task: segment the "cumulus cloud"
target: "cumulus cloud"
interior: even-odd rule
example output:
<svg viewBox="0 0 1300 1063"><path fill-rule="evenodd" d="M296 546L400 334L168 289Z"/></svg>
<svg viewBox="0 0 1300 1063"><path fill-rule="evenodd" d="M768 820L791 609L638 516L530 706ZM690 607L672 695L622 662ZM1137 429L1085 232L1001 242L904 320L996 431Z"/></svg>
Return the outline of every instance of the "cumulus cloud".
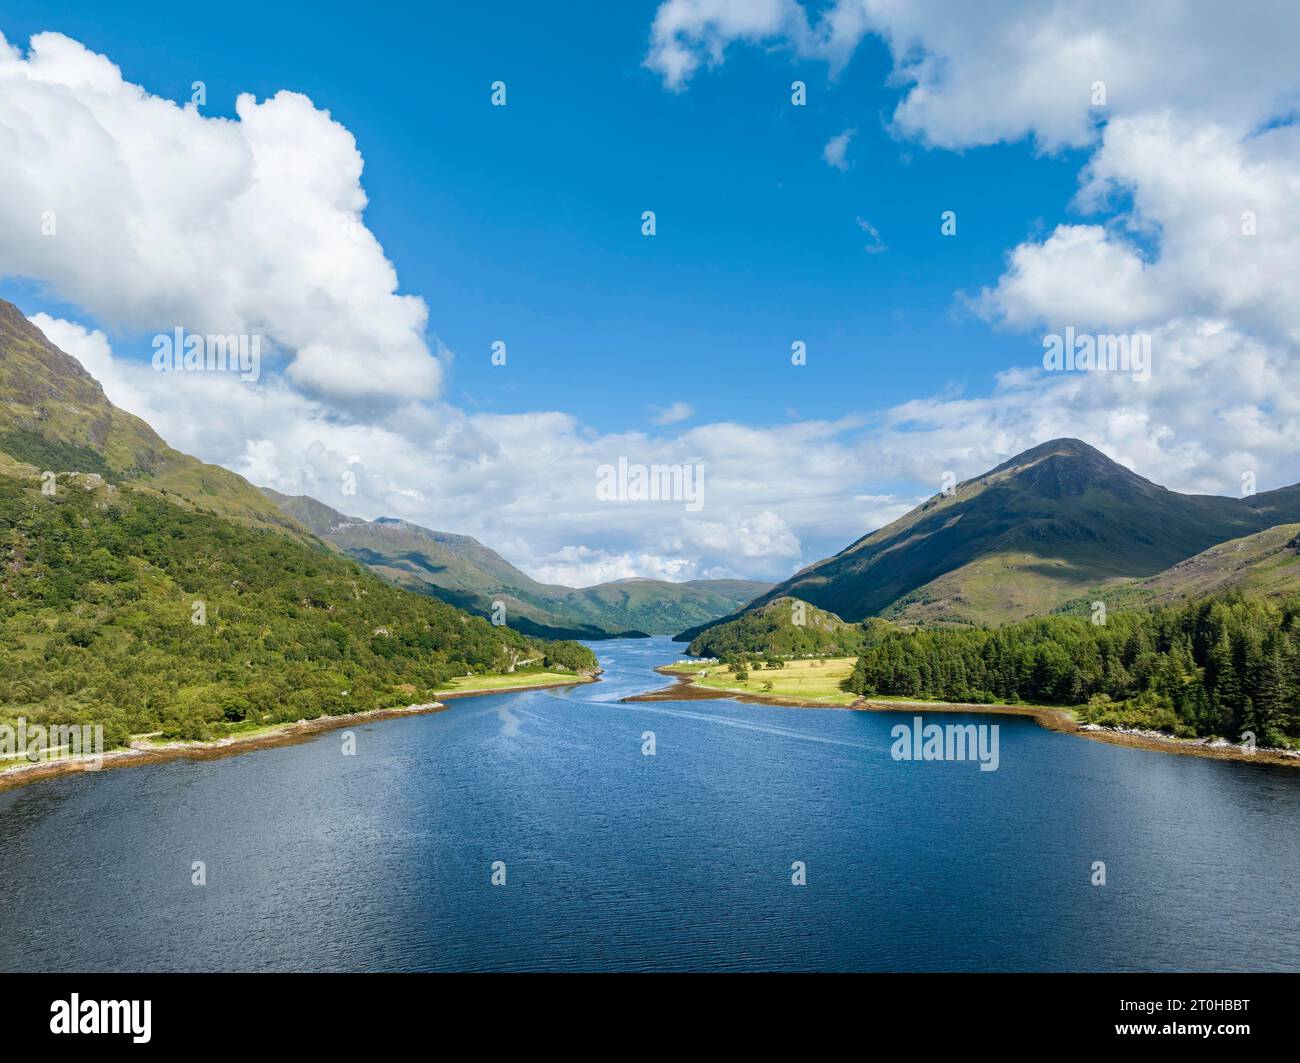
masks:
<svg viewBox="0 0 1300 1063"><path fill-rule="evenodd" d="M538 579L776 579L916 499L859 497L862 423L720 423L652 437L598 434L559 412L466 415L409 403L362 423L274 376L161 373L119 358L102 331L33 315L109 399L173 446L345 513L473 535ZM598 470L698 465L703 505L604 501Z"/></svg>
<svg viewBox="0 0 1300 1063"><path fill-rule="evenodd" d="M1146 263L1100 225L1062 225L1042 243L1011 252L1006 273L983 293L981 308L1015 326L1126 327L1165 308L1148 284Z"/></svg>
<svg viewBox="0 0 1300 1063"><path fill-rule="evenodd" d="M305 96L237 118L150 95L57 33L0 37L0 262L138 332L256 334L338 404L434 397L423 300L361 220L351 133Z"/></svg>
<svg viewBox="0 0 1300 1063"><path fill-rule="evenodd" d="M733 42L834 68L875 34L894 57L896 136L1087 147L1074 206L1097 220L1010 249L970 301L1031 337L1067 326L1151 337L1145 383L1030 362L987 395L883 411L868 436L882 472L935 483L1072 435L1182 490L1234 493L1246 470L1272 486L1300 479L1300 8L837 0L813 19L791 0L765 11L728 34L713 4L676 5L656 20L649 61L665 41L686 52L674 77L664 71L680 90Z"/></svg>
<svg viewBox="0 0 1300 1063"><path fill-rule="evenodd" d="M1234 493L1246 471L1270 486L1300 479L1297 194L1293 125L1243 136L1167 111L1110 123L1078 196L1108 223L1016 247L978 305L1013 328L1149 333L1151 380L1044 383L1040 414L1171 486ZM994 410L1003 430L1024 423L1000 406L979 411L985 431Z"/></svg>
<svg viewBox="0 0 1300 1063"><path fill-rule="evenodd" d="M910 86L896 122L941 147L1024 136L1079 146L1101 121L1167 108L1244 131L1296 102L1300 9L1284 0L1248 14L1125 0L838 6L863 10L889 43Z"/></svg>
<svg viewBox="0 0 1300 1063"><path fill-rule="evenodd" d="M1078 203L1108 225L1062 225L1016 247L982 293L985 313L1020 327L1133 327L1224 317L1272 343L1300 341L1300 129L1238 138L1162 113L1111 123ZM1138 241L1154 250L1145 255Z"/></svg>
<svg viewBox="0 0 1300 1063"><path fill-rule="evenodd" d="M721 63L732 41L798 35L801 25L806 29L806 17L792 0L667 0L655 12L646 66L680 90L702 63Z"/></svg>
<svg viewBox="0 0 1300 1063"><path fill-rule="evenodd" d="M685 557L631 554L627 551L593 549L575 544L557 550L532 576L543 583L565 587L591 587L621 579L692 579L698 572L695 561Z"/></svg>
<svg viewBox="0 0 1300 1063"><path fill-rule="evenodd" d="M1246 130L1300 103L1300 8L1288 0L1248 13L1128 0L835 0L815 19L795 0L666 0L646 63L680 91L736 42L784 46L835 70L868 34L889 45L905 90L896 124L938 147L1025 136L1079 146L1108 118L1171 107ZM1094 103L1098 82L1104 104Z"/></svg>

========

What is needed is a verbatim copy of every line in the records above from the one containing "interior: even-odd rule" down to the one containing "820L791 609L638 516L530", both included, and nothing more.

interior: even-odd rule
example output:
<svg viewBox="0 0 1300 1063"><path fill-rule="evenodd" d="M296 546L400 334L168 289Z"/></svg>
<svg viewBox="0 0 1300 1063"><path fill-rule="evenodd" d="M768 820L791 609L638 516L530 706ZM690 607L672 695L622 662ZM1137 429L1085 232L1001 242L904 320L996 431Z"/></svg>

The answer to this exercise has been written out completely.